#### [Document segment]
#####

Shadi Khan was once a proud soldier fighting the Taliban, but today he quivers in pain, socks bagged around metal pins after a bomb blew off his legs on Pakistan’s deadliest battlefield.
His unit had arrested 10 Taliban operatives and killed another eight, and was heading back to base camp in South Waziristan when the bomb exploded. That was August 2010. He is still in hospital.
“It was as if I had been shot. It was a huge pain. Both my legs were
blown up and I was injured in the stomach. I was conscious for the whole thing, but after around three hours I passed out,” he says.
One soldier was killed and Khan was the most seriously wounded out of four who were evacuated to a field hospital. He’s since had multiple operations and both his legs have been amputated above the knee.
“Now I’ll go home and just connect to my God. I’ll remember him. I’m still young, but I can’t walk at my home, where the land is rough. What else can I do? Perhaps I can teach students, if I can get a job in any school.” Under US pressure to root out Taliban and al Qaeda-linked networks in its northwest and districts on the Afghan border, more than 2,795 Pakistani soldiers have been killed in fighting since 2004. Another 8,671 have been wounded.
Those official statistics overshadow the more than 2,403 foreign, mostly American, soldiers who have been killed in 10 years in Afghanistan.
Pakistan’s war has also ignited revenge bombings that have killed another 4,200 people since July 2007, destablising the nuclear-armed country and forcing the establishment to fight hard against homegrown Taliban.
Khan is a patient at Pakistan’s Armed Forces Institute of Rehabilitation Medicine (AFIRM) in Rawalpindi, the country’s only hospital of its kind that helps maimed and disabled soldiers rebuild their shattered lives.

#####

#### [Material shown]

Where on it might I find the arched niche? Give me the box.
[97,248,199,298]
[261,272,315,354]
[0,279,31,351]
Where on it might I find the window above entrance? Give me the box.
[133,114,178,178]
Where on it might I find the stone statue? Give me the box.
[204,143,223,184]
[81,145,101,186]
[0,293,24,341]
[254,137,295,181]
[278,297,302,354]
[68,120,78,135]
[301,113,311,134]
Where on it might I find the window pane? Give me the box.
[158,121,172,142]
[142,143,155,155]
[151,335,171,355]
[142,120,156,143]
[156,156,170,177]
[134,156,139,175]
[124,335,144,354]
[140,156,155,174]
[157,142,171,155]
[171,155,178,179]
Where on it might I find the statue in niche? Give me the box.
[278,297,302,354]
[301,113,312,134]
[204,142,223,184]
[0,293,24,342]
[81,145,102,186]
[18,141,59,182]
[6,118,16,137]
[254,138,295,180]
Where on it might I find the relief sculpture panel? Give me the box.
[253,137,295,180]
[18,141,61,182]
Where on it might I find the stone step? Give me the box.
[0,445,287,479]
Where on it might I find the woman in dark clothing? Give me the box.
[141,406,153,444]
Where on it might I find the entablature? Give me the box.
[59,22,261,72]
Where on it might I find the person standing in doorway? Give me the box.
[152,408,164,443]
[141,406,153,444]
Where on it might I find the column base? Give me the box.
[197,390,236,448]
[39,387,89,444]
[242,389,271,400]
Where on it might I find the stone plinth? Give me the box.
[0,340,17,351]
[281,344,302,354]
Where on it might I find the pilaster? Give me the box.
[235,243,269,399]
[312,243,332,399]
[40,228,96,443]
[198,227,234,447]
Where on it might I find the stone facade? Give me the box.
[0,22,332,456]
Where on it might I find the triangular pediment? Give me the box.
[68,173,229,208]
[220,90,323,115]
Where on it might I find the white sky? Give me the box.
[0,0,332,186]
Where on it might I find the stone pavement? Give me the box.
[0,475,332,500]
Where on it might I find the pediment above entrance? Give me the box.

#####

#### [Exercise details]
From the article about Shadi Khan above, list every count of people killed, noting who died in each case.

#### [Written reply]
- Eight Taliban operatives killed by Khan's unit
- One soldier killed in the bomb blast that wounded Khan
- More than 2,795 Pakistani soldiers killed in fighting since 2004
- More than 2,403 foreign, mostly American, soldiers killed in 10 years in Afghanistan
- 4,200 people killed in revenge bombings since July 2007